** Start **

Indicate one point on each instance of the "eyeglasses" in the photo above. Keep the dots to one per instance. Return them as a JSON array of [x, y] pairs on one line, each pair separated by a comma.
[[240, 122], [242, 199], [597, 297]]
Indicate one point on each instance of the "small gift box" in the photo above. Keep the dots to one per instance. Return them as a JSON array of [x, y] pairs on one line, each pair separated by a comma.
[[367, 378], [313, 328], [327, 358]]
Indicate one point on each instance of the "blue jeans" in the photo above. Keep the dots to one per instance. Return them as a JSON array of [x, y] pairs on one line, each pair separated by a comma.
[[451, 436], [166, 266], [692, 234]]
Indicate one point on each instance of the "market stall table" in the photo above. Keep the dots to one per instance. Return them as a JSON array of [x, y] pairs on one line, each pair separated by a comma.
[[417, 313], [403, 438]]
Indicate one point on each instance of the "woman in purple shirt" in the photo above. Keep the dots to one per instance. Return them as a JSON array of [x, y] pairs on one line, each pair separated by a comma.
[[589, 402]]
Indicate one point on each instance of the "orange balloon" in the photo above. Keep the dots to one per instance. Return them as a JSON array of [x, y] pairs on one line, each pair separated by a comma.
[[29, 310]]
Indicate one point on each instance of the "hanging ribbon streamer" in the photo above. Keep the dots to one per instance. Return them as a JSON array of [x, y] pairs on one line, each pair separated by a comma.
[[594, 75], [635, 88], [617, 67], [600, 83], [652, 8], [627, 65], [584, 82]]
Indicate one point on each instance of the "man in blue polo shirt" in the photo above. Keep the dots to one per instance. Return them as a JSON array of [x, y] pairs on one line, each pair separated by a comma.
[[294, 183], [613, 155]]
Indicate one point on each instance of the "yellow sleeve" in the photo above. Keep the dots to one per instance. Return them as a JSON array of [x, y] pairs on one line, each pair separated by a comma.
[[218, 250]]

** End **

- _REQUIRED WORK_:
Copy the data word for word, from its first line through the line that contains "[[367, 378], [313, 328], [327, 358]]".

- _RESULT OF THIS EXERCISE_:
Indicate one point on each instance of the "eyeglasses" in the photo above. Keep the dots to one per instance. Return them as a JSON array of [x, y] pairs on one line, each pair separated by a comma.
[[240, 122], [242, 199], [597, 297]]
Indicate one point on each instance of the "small gift box" in the photo above. Keep the dots to one per instance. Return them as a JSON array of [x, y] pairs on one line, each pair separated by a comma.
[[367, 378], [313, 328], [327, 358]]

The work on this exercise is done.